(Data to examine)
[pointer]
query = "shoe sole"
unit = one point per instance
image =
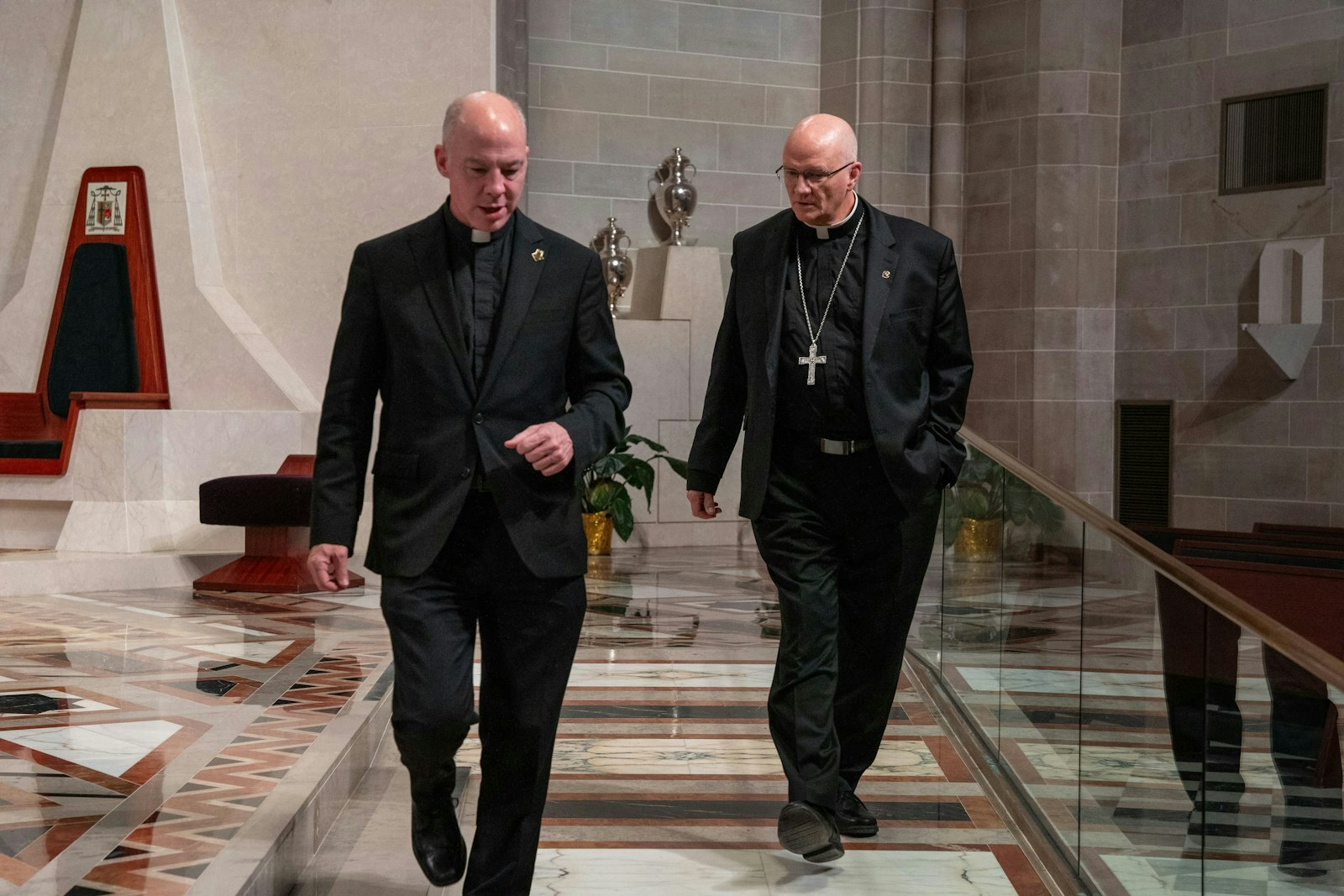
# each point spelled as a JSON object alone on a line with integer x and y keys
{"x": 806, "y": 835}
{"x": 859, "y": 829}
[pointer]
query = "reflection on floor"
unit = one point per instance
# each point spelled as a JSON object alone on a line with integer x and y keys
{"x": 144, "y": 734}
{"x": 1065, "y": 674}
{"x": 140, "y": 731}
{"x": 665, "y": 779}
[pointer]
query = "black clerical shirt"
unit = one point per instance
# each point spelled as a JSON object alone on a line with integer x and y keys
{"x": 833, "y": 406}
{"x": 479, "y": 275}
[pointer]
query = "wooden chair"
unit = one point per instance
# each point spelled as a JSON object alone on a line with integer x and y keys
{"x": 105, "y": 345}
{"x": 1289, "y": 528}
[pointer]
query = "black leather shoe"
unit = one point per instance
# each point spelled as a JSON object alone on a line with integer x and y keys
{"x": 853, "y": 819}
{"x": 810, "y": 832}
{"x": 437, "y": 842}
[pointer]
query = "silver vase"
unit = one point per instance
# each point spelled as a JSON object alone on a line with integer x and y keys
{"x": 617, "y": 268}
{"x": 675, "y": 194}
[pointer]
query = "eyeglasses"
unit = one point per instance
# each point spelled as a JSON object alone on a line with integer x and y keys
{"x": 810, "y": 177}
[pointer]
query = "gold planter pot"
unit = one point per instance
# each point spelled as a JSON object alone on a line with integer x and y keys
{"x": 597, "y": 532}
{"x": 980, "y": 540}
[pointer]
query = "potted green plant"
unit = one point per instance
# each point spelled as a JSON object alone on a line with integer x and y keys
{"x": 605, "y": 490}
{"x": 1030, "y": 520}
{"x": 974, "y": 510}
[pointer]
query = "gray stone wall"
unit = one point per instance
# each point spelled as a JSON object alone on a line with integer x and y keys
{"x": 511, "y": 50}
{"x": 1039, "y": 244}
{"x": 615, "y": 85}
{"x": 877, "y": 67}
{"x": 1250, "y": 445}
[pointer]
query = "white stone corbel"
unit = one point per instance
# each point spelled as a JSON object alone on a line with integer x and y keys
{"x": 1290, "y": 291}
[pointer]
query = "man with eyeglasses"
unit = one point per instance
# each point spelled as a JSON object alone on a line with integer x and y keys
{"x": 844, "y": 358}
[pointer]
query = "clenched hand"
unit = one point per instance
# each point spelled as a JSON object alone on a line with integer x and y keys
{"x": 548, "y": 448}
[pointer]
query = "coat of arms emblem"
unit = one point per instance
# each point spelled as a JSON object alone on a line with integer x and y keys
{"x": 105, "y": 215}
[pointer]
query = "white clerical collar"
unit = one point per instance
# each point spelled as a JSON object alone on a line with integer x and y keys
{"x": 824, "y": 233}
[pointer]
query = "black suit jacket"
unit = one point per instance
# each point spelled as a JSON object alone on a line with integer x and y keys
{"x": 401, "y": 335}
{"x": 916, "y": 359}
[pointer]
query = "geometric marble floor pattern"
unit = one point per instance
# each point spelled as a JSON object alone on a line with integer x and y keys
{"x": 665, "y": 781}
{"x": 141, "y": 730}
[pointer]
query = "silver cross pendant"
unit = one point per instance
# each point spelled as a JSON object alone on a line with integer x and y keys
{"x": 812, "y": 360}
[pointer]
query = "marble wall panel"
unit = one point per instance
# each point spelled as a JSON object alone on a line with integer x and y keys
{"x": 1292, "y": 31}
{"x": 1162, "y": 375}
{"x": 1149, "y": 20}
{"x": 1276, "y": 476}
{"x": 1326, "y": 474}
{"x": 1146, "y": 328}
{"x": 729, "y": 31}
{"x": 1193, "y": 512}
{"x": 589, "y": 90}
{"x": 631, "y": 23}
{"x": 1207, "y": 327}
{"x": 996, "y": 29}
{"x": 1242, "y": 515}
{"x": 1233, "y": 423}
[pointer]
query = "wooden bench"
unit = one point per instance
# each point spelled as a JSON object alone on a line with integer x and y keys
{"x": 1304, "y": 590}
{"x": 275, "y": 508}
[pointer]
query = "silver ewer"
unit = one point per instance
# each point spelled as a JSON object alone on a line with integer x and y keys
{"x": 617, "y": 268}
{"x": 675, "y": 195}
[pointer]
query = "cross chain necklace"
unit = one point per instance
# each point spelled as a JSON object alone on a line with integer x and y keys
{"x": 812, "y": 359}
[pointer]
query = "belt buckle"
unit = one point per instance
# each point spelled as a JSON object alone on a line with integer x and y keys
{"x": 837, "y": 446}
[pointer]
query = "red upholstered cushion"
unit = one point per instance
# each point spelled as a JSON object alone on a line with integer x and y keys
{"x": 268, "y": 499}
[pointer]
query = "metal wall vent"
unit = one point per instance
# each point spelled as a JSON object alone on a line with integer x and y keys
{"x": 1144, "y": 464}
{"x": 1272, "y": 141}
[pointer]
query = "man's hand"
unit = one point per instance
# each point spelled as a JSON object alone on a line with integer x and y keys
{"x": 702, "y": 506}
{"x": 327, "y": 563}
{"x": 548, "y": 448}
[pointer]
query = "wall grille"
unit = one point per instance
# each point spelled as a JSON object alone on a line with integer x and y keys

(Problem to work on) Report each line above containing the string "cross".

(Solution to the problem)
query = "silver cross pendant"
query = "cross chain necklace"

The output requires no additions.